Stored dataset items:
■ ■ ■ ■ ■ ■ ■

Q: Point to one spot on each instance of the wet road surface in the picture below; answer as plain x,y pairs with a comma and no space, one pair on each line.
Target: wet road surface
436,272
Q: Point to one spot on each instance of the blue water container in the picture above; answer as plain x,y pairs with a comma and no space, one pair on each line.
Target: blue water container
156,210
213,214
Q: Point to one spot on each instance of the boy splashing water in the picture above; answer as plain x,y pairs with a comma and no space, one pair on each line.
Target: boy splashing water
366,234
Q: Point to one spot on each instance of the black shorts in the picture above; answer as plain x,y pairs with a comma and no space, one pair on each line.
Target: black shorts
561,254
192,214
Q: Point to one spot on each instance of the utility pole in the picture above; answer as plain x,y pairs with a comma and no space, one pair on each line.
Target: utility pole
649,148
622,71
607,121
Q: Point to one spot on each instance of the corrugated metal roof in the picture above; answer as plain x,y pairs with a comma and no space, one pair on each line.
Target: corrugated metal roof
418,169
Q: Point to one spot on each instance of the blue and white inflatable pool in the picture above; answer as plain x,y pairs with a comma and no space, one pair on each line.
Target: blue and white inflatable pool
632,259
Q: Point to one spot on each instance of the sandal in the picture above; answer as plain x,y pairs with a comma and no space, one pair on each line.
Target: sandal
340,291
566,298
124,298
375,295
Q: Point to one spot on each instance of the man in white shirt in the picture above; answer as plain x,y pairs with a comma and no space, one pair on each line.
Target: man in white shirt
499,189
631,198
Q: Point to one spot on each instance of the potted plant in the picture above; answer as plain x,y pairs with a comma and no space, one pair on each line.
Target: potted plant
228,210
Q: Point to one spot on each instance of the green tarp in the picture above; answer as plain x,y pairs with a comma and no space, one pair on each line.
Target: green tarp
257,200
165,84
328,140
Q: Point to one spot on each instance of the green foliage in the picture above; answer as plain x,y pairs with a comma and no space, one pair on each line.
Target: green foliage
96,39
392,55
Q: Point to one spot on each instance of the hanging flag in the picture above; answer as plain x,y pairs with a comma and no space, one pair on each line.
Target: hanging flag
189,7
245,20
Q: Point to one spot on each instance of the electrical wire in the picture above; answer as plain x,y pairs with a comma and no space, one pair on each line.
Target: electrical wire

■ ■ ■ ■ ■ ■ ■

Try it: Each line in the data where the string "wire" occurs should be identified and copied.

Task response:
Q: Point to one spot on each instance of the electrical wire in the picture above; answer as plain x,y pairs with a comma and no space, one pair on each line.
Target: electrical wire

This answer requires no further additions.